▶ **YOUR GOAL**: Extract all of the data below word for word, reproducing every line without change but omitting the pictures.

▶ **RECORDED DATA**:
::::::

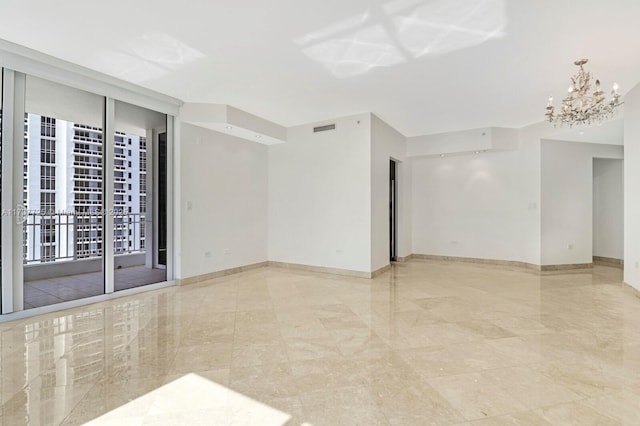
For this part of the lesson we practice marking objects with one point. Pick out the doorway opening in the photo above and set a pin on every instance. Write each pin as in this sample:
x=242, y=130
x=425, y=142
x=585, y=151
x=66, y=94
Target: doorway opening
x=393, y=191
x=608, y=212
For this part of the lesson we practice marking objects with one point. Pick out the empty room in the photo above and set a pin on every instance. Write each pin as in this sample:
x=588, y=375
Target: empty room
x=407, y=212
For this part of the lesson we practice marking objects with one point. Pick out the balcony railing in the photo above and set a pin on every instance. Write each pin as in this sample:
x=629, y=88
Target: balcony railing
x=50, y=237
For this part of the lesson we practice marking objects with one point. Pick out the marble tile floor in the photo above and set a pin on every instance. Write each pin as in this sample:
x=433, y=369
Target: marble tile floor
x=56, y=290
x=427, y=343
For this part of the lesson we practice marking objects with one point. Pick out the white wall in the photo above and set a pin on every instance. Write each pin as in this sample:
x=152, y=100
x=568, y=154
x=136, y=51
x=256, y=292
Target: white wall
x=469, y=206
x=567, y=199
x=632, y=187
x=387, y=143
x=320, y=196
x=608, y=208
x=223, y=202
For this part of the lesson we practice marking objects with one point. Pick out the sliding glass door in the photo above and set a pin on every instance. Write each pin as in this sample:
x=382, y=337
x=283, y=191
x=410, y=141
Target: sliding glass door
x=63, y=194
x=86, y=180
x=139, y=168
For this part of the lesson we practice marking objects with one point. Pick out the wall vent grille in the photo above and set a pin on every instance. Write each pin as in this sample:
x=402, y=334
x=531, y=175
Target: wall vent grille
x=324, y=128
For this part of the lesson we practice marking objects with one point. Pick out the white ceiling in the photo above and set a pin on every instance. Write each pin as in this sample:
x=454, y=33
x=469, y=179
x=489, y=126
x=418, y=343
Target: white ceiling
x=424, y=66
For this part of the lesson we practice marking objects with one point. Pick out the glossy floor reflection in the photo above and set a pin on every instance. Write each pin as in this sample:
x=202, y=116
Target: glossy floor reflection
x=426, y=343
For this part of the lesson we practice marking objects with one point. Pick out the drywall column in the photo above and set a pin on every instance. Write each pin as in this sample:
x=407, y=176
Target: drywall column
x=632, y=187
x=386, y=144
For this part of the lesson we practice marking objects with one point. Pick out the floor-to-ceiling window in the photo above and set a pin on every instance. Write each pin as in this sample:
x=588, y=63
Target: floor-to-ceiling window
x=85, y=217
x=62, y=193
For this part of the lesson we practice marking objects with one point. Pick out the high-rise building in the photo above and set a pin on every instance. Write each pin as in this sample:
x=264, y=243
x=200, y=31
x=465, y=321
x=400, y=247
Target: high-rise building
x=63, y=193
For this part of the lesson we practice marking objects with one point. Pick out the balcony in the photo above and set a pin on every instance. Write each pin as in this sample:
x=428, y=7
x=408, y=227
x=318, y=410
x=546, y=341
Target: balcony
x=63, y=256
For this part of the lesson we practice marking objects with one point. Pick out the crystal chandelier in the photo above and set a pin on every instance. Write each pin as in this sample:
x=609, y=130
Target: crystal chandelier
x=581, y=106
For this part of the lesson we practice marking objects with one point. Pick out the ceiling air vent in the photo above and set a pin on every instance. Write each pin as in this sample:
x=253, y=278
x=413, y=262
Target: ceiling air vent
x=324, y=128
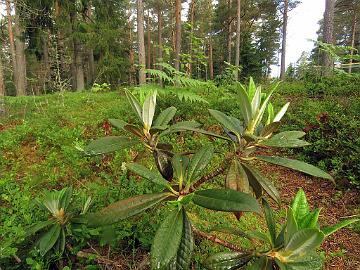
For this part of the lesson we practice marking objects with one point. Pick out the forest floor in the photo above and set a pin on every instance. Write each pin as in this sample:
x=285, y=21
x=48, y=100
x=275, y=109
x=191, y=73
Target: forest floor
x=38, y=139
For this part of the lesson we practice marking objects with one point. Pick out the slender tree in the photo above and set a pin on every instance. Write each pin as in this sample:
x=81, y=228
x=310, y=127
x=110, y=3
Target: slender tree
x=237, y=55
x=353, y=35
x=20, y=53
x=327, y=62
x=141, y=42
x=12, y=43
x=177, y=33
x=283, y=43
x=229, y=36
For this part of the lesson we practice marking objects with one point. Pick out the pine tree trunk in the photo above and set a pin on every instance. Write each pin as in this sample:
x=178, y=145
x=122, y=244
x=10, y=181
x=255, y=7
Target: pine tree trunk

::::::

▶ **EXPECTED OUTPUT**:
For this part of the lesson we practice marking objects with one point. Pick out the doorway opening in the photo above and set a pin on every instance. Write each pin as in this sample:
x=242, y=130
x=425, y=142
x=585, y=151
x=66, y=94
Target: doorway opening
x=393, y=191
x=608, y=212
For this part of the lesson we practice marking objects with one point. Pick out the empty room in the photo above and set a pin on every instance. Write each pin as in this sample:
x=588, y=375
Target: empty room
x=407, y=212
For this part of the lesson we practice marking objects with one point. Pick out the balcony railing in the photo above and set a pin on every instance. Write each pin as in this sample:
x=629, y=88
Target: balcony railing
x=50, y=237
For this part of the lesson we practice marking objects with one point. Pick out the marble tile floor in the photo above and set a pin on every instance. Write each pin as in this sample:
x=433, y=369
Target: marble tile floor
x=56, y=290
x=427, y=343
For this part of the lesson we practice marking objects with one point. Pick out the white wall in the photo above and set a pin on every instance. Write each pin as in this sample:
x=152, y=100
x=568, y=154
x=136, y=51
x=256, y=292
Target: white wall
x=469, y=206
x=567, y=199
x=632, y=187
x=387, y=143
x=320, y=196
x=608, y=208
x=223, y=202
For this part of the lesson we practice marking objects with one point. Pick out the sliding glass door in the photo above and set a pin on every instance. Write each pin as in this sample:
x=382, y=337
x=283, y=191
x=410, y=141
Target: sliding glass door
x=63, y=194
x=86, y=180
x=139, y=168
For this part of the lesson we practice marking objects with one point. Pick out the wall vent grille in the photo above and set a pin on every instance. Write each pin as in this sample:
x=402, y=334
x=531, y=175
Target: wall vent grille
x=324, y=128
For this part of the lesson we practice marking objects with one point. Pick out the white ceiling in the photo above and set a pin on every instance. Write each pin as in this sample:
x=454, y=33
x=469, y=179
x=489, y=126
x=418, y=343
Target: white ceiling
x=424, y=66
For this part of the lesson we practice marking objects with one point. Pick out the glossy floor reflection in the photo above and set a pin on every instance. Write each pin as in this sample:
x=202, y=116
Target: glossy floor reflection
x=426, y=343
For this part of the lesson we practice marking objects with one point. Pick out the drywall column in the photo above and set a pin on every instance. Write each pin as in this sample:
x=407, y=176
Target: drywall column
x=632, y=187
x=386, y=144
For this part of the lesson we practice marking objects with one point. Pick out the floor-to-ceiling window in the photo above and set a pin on every instance. Write each pin as in this sample:
x=588, y=63
Target: floor-to-ceiling window
x=85, y=217
x=62, y=193
For this part of the lesson we practice marking objects with one point. Pick out the high-rise building in the photo above and set a pin on every instance. Write each pin as in this sample:
x=264, y=243
x=200, y=31
x=465, y=321
x=400, y=247
Target: high-rise building
x=63, y=193
For this part of the lesson we practice marking objects with one point. Pick out the balcony in the photo above and set a pin on every instance. Write each pin as in this sample:
x=428, y=7
x=408, y=227
x=318, y=410
x=546, y=341
Target: balcony
x=63, y=256
For this part of the lesson we practice marking objects with one point. Pick out the crystal chandelier in the photo above and set a pin on every instance. Write each pin as in this sample:
x=609, y=130
Target: crystal chandelier
x=581, y=106
For this part of the lesson we practice marking objects with one point. Pick out the ceiling air vent in the photo above and set a pin on every instance. Write each pin as in this sample:
x=253, y=278
x=413, y=262
Target: ceiling air vent
x=324, y=128
For this part of the lesson we practice marking objects with one point. Pick out the forest floor in the photo above and set a pin on every instance. Write each pin as in this sample:
x=285, y=21
x=48, y=100
x=275, y=109
x=191, y=73
Target: forest floor
x=38, y=139
For this part of the lesson we practice marking objects with one point. Pick out the slender tree in the photo above and set a pin on every instance. Write each pin as in this sample:
x=81, y=228
x=310, y=127
x=110, y=3
Target: slender tree
x=237, y=55
x=353, y=35
x=20, y=53
x=327, y=62
x=141, y=42
x=12, y=43
x=177, y=33
x=283, y=43
x=229, y=36
For this part of the lesson we practice marking objects with one point. Pick out the pine tree trunk in the photo above and set a pin on every instance. Write each pin as in this sample:
x=178, y=145
x=122, y=244
x=10, y=181
x=255, y=7
Target: pine tree trunk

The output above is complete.